Objetivo -
Transforme todas as linhas do material em uma lista numerada, sem as linhas em branco. Deixe as imagens de fora da resposta.
.....
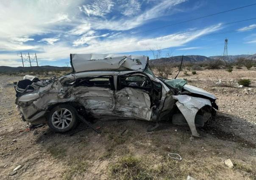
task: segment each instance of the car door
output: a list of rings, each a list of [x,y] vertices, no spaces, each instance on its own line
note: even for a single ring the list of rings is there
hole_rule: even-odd
[[[112,115],[114,83],[111,76],[77,79],[72,90],[75,98],[94,116]]]
[[[126,118],[150,120],[150,79],[142,73],[130,73],[118,76],[117,84],[115,113]]]

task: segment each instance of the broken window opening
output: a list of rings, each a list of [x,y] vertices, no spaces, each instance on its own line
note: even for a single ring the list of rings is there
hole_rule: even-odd
[[[96,87],[109,88],[114,90],[114,79],[112,76],[89,77],[79,78],[65,82],[64,85],[67,86],[85,86],[87,87]]]

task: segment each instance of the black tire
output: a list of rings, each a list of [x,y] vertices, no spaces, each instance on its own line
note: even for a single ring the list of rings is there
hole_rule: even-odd
[[[66,112],[64,114],[65,112]],[[49,113],[47,120],[50,128],[59,133],[64,133],[75,128],[78,121],[77,112],[74,107],[67,104],[60,104],[54,107]]]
.....
Resultado -
1. task: segment each instance of the car door
2. output: a list of rings, each a list of [x,y] vertices, no spaces, each instance on its own line
3. note: even for a single ring the list of rings is there
4. hole_rule: even-odd
5. [[[112,115],[114,83],[111,76],[77,79],[72,90],[75,98],[94,116]]]
6. [[[126,118],[150,120],[150,79],[142,73],[130,73],[118,76],[117,84],[115,113]]]
7. task: segment each instance of the broken window opening
8. output: a list of rings, each a list of [x,y] vertices, no spaces, each instance on its own line
9. note: even for a single ring the list of rings is there
10. hole_rule: even-odd
11. [[[96,87],[109,88],[114,90],[114,79],[112,76],[89,77],[79,78],[65,82],[64,85],[67,86],[85,86],[87,87]]]
12. task: segment each instance of the black tire
13. output: a list of rings, each a list of [x,y] vertices, no spaces, each instance on its own line
14. note: even for a single ring the list of rings is there
15. hole_rule: even-odd
16. [[[66,112],[64,114],[65,112]],[[49,113],[47,120],[50,128],[59,133],[64,133],[75,128],[78,121],[77,112],[74,107],[67,104],[60,104],[54,107]]]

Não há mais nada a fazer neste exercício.